Rows from a pointing dataset:
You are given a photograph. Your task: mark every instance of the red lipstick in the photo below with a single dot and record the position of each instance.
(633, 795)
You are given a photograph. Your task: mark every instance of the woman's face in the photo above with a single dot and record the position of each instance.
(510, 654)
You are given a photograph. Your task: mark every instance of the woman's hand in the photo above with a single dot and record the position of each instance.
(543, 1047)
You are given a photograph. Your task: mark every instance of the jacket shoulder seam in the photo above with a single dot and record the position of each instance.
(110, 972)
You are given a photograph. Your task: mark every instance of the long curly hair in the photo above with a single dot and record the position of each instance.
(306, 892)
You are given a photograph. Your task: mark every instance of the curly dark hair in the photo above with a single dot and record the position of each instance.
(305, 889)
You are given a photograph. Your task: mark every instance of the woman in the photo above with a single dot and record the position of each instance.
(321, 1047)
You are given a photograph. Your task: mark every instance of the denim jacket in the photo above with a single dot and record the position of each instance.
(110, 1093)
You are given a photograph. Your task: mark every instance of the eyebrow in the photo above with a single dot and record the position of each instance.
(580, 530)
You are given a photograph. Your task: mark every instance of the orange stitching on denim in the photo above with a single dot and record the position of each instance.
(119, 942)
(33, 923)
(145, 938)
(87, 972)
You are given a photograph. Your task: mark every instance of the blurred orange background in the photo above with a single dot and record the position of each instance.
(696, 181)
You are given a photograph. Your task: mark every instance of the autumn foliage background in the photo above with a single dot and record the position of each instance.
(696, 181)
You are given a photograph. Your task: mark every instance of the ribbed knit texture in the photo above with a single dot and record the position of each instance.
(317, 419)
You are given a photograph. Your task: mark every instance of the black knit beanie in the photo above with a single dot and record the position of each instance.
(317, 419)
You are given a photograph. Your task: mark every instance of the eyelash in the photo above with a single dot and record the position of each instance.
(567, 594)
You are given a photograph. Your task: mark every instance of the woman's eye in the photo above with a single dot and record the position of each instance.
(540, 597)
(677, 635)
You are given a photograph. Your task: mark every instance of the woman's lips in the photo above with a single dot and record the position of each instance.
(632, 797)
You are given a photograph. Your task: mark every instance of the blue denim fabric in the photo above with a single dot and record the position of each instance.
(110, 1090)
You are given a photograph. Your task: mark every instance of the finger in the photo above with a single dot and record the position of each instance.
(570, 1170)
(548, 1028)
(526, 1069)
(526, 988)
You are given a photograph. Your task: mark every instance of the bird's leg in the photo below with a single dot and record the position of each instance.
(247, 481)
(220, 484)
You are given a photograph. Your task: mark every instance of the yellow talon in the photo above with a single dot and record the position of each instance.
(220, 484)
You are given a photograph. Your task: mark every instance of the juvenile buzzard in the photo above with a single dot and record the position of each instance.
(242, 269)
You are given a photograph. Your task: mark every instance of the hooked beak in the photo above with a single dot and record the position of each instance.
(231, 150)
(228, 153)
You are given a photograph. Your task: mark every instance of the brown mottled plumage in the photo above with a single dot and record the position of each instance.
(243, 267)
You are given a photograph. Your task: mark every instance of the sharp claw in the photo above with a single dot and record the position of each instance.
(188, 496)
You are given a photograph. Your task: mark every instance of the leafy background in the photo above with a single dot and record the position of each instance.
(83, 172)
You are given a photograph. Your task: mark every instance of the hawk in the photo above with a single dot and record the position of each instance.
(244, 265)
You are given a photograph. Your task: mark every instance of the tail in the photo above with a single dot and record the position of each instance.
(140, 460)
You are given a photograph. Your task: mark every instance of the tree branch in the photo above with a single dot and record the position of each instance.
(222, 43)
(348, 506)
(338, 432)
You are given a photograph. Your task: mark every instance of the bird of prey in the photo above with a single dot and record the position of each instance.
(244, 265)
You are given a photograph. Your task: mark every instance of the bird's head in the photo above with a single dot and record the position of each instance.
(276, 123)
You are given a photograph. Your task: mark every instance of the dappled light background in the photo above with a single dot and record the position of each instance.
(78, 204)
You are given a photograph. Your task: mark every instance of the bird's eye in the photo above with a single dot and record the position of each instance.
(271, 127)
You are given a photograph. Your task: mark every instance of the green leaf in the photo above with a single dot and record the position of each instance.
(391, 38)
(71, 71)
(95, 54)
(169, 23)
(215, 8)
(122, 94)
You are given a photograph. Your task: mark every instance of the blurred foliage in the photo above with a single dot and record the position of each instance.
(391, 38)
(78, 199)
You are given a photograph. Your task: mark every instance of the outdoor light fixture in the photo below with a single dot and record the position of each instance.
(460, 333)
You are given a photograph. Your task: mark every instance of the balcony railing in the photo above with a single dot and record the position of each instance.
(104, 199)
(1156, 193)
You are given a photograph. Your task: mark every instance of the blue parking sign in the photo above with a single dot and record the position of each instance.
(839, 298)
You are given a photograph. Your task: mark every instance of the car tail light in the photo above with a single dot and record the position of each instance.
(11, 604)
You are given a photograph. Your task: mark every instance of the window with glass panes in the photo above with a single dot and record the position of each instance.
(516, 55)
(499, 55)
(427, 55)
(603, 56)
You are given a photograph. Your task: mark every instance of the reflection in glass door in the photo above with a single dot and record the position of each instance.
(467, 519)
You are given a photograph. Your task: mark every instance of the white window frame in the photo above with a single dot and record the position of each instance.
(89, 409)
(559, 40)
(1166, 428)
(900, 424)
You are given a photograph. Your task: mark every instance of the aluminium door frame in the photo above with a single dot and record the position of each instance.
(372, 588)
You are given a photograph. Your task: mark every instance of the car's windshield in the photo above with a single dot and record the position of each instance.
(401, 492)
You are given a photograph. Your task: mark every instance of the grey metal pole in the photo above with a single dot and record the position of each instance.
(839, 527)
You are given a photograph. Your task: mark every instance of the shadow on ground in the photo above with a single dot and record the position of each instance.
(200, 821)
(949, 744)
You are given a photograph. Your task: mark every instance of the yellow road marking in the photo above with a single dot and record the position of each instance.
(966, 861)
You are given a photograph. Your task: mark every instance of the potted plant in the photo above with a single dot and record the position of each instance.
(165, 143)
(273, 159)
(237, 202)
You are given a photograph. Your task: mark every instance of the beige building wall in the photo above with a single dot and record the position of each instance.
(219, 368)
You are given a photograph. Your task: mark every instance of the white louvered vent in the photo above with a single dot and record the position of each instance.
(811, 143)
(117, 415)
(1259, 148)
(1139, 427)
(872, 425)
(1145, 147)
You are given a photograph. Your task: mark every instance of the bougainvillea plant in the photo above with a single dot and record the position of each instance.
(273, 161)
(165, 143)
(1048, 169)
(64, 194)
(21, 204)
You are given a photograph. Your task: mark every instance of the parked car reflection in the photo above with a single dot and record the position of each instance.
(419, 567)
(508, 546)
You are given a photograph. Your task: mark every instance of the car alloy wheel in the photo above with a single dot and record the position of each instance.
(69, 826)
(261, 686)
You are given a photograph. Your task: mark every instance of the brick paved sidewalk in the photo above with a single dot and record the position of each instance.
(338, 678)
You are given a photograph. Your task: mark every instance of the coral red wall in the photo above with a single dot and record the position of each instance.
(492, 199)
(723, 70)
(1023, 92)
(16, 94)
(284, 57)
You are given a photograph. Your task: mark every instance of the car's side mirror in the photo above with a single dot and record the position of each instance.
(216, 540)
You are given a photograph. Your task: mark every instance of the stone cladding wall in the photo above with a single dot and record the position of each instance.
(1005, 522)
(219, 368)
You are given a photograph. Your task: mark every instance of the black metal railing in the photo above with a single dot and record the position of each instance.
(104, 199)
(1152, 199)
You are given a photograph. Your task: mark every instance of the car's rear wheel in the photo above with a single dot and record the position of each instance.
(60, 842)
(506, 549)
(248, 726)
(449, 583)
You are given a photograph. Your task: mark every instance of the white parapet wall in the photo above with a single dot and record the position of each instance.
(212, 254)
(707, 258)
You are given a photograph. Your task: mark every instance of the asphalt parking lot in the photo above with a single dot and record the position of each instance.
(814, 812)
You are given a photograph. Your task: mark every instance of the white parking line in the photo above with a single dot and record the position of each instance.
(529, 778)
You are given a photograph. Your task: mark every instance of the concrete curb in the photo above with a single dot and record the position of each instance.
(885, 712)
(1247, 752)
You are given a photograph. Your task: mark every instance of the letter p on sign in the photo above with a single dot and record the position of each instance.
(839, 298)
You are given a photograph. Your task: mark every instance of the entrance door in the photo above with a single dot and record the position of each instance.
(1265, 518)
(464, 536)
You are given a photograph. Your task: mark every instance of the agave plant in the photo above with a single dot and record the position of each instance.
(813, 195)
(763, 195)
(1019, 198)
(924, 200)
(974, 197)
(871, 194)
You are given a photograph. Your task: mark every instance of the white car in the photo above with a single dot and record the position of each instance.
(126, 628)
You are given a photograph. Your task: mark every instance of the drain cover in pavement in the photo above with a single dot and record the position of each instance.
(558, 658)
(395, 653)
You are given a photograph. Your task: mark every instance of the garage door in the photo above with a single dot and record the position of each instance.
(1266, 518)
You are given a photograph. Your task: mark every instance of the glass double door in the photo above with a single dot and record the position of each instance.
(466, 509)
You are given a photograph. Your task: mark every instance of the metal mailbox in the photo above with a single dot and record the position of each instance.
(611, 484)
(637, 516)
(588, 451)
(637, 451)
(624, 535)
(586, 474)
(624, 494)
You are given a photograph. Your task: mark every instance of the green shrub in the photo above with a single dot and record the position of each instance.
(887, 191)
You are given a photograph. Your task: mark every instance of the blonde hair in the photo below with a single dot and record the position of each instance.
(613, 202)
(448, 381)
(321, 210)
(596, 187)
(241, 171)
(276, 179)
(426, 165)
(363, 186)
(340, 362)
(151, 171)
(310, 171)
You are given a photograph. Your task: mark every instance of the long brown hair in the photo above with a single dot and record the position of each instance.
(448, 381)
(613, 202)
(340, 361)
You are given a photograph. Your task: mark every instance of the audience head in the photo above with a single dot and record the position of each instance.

TASK TO COMPLETE: Turn the lines of the data above into a JSON list of strings, one string per line and no blank lines, starting with the line containing "of the entrance" and going on through the line containing "(1266, 518)".

THE RESULT:
[
  "You are given a photograph. Your task: mark every instance of the entrance door in the photo above with a single dot and record the position of each instance.",
  "(1265, 518)",
  "(464, 536)",
  "You are given a photograph. Your task: mark every instance of the agave plant in the photo above with a single dot and record the position of each instance.",
  "(813, 195)",
  "(763, 195)",
  "(1019, 198)",
  "(924, 200)",
  "(974, 197)",
  "(871, 194)",
  "You are given a photograph. Your task: mark every instance of the white car in the photo above with a single dot and record the position of each instance.",
  "(126, 628)",
  "You are given a photograph. Your task: mark every instance of the drain cover in pavement in the photo above with a single dot and record the position of each instance.",
  "(558, 658)",
  "(395, 653)",
  "You are given a photograph. Your task: mark every instance of the garage door in the photo above with a single dot and record the position of each instance.",
  "(1266, 518)"
]